Stored data entries:

^^^^^^^^^^^^^^^^

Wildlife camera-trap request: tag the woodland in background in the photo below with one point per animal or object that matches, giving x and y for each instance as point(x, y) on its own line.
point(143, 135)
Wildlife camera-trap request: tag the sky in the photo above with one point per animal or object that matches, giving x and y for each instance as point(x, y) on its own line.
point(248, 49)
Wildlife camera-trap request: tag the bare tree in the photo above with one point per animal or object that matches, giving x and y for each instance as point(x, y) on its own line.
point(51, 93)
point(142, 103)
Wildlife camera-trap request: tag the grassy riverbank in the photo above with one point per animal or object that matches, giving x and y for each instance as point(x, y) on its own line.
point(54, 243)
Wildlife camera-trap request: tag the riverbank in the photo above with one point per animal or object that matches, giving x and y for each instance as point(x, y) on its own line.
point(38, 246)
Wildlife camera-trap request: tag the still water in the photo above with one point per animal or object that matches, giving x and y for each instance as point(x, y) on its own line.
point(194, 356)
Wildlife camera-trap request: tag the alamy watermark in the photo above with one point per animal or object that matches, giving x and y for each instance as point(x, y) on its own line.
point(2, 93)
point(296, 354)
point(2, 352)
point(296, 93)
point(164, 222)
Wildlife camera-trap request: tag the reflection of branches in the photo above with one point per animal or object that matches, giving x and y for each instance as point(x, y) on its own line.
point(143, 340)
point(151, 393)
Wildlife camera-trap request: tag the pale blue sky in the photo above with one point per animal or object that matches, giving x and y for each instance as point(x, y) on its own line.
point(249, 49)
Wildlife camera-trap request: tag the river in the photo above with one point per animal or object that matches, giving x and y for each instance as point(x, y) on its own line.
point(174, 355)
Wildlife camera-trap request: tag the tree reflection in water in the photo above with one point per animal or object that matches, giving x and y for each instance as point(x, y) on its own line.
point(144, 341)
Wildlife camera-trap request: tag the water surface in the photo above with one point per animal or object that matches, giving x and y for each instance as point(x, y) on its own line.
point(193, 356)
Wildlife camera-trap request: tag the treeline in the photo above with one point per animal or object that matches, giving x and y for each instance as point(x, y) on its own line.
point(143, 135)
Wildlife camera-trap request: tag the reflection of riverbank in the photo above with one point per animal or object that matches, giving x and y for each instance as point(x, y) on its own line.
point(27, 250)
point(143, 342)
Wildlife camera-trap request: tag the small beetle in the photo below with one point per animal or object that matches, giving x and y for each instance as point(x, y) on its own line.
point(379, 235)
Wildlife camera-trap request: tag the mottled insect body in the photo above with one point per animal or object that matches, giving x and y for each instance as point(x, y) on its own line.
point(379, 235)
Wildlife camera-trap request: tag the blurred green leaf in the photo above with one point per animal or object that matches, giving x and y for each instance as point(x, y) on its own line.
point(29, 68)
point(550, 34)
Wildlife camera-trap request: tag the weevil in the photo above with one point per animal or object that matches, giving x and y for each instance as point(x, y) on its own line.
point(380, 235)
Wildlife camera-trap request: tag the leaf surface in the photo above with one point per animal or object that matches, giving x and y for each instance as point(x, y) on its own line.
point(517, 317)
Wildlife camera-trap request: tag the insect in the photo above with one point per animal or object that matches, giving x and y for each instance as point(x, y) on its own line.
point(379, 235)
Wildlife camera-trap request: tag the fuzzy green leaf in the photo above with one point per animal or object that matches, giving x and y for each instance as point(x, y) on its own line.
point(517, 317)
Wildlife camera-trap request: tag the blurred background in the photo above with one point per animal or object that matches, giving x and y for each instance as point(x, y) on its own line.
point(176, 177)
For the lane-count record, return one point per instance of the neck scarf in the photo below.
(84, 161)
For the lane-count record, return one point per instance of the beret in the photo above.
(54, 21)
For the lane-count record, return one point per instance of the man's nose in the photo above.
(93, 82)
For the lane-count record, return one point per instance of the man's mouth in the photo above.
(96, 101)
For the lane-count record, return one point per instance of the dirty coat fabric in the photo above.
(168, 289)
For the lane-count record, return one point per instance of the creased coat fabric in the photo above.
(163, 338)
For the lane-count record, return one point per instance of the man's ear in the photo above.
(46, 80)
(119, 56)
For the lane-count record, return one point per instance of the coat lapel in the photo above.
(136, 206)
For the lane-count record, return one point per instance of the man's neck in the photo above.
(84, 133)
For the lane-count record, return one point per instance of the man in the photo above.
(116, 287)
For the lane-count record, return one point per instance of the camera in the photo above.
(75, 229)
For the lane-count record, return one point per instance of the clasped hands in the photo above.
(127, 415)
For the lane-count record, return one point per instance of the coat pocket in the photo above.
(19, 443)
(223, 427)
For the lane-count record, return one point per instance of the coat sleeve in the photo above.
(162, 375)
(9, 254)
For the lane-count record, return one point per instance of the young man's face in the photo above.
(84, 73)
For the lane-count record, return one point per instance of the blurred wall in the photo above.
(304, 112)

^^^^^^^^^^^^^^^^

(Task item) Retype each entry exactly.

(Your response)
Wildlife camera-trap request: tag the woodland in background in the photo below with one point per animal or object that matches, giving x and y for each instance as point(x, y) on its own line.
point(143, 135)
Wildlife camera-trap request: tag the sky in the photo above with one point per animal or object that matches, giving x and y for each instance as point(x, y) on its own line.
point(248, 49)
Wildlife camera-trap request: tag the bare tree in the photo above with one point per animal or object that matches, giving x and y for each instance as point(x, y) on its own line.
point(51, 93)
point(142, 103)
Wildlife camera-trap request: tag the grassy riverbank in the photo above with one point per animal or object that matches, giving x and y for each instance as point(x, y) on its own line.
point(54, 243)
Wildlife camera-trap request: tag the riverbank in the photo above with one point per animal or object that matches, giving x and y for each instance as point(x, y) on its own line.
point(38, 246)
Wildlife camera-trap request: tag the still water in the photo above with one point per animal or object that matches, giving x and y for each instance as point(x, y) on its own line.
point(194, 356)
Wildlife camera-trap request: tag the alamy watermark in the photo above with one point per animal or object that matches, giving x and y for each instance as point(x, y) on its own line.
point(2, 93)
point(296, 354)
point(2, 352)
point(296, 93)
point(164, 222)
Wildlife camera-trap request: tag the reflection of branches in the photo above with one point per animal or object that matches, giving x and y for each instance as point(x, y) on its own line.
point(143, 340)
point(151, 393)
Wildlife camera-trap request: tag the pale blue sky in the photo above with one point per animal or object that matches, giving x and y for each instance as point(x, y) on its own line.
point(249, 49)
Wildlife camera-trap request: tag the river in the photo above with one point per animal or object that matches, giving x and y for each instance as point(x, y) on its own line.
point(174, 355)
Wildlife camera-trap request: tag the tree reflection in water in the photo above with one point per animal or object that matches, giving x and y for each instance as point(x, y) on its own line.
point(144, 341)
Wildlife camera-trap request: tag the water surface in the photo above with one point per animal or object that matches, giving x and y for each instance as point(x, y) on its own line.
point(193, 356)
Wildlife camera-trap request: tag the treeline in the photo above with one point per animal or object that matches, giving x and y for each instance as point(x, y) on its own line.
point(143, 135)
Wildlife camera-trap request: tag the reflection of riverbank in the photo above with one point per animal or object that matches, giving x and y for each instance as point(x, y) on its own line.
point(27, 250)
point(143, 342)
Wildlife camera-trap request: tag the small beetle in the photo below with one point per animal or object that matches, giving x and y for each instance as point(x, y) on its own line.
point(379, 235)
Wildlife camera-trap request: tag the mottled insect body in the photo above with one point per animal or object that matches, giving x and y for each instance as point(x, y) on its own line.
point(379, 235)
Wildlife camera-trap request: tag the blurred green leaf in the photo above with one point per animal or object that matches, giving x and y for each instance as point(x, y) on its own line.
point(29, 68)
point(550, 34)
Wildlife camera-trap request: tag the weevil in the photo above with one point per animal or object that matches, giving x and y for each instance as point(x, y) on its own line.
point(380, 235)
Wildlife camera-trap request: tag the leaf surface in the photo above with one point per animal or object that matches, giving x and y for each instance as point(x, y) on its own line.
point(517, 317)
Wildlife camera-trap request: tag the insect in the photo above with one point per animal or object that matches, giving x and y for each instance as point(x, y) on its own line.
point(379, 235)
Wildlife camera-trap request: tag the fuzzy green leaf in the photo above with one point per animal or object that matches, giving x and y for each instance as point(x, y) on its own line.
point(517, 317)
Wildlife camera-trap request: tag the blurred background in the photo above with one point per animal or object that matches, giving x and y for each instance as point(x, y) on its own line.
point(176, 177)
For the lane-count record, return one point per instance of the neck scarf in the photo below.
(84, 161)
For the lane-count record, return one point per instance of the beret in the photo above.
(54, 21)
For the lane-count record, return one point per instance of the man's nose in the photo above.
(93, 82)
For the lane-count record, return one point per instance of the man's mouth in the photo above.
(96, 101)
For the lane-count record, return one point per instance of the dirty coat fabric in the photo above.
(168, 289)
For the lane-count record, return one point per instance of the creased coat fabric in the photo above.
(163, 338)
For the lane-count record, return one point per instance of the man's ear in the photo above.
(46, 80)
(119, 56)
For the lane-count record, return one point per instance of the coat lapel in the photo above.
(136, 206)
For the lane-count record, return one point per instance of the man's neck in the photo above.
(84, 133)
For the lane-count record, return one point per instance of the man in the photo above.
(116, 287)
For the lane-count record, return one point per instance of the camera in the photo above.
(75, 229)
For the lane-count record, return one point per instance of the clasped hands in the photo above.
(127, 415)
For the lane-count record, return one point per instance of the coat pocket in the photo above.
(19, 443)
(223, 427)
For the lane-count record, return one point per instance of the coat sleeve in the photo above.
(162, 375)
(9, 254)
For the lane-count record, return one point per instance of the young man's face in the photo above.
(84, 73)
For the lane-count record, return one point per instance of the blurred wall in the photo above.
(304, 112)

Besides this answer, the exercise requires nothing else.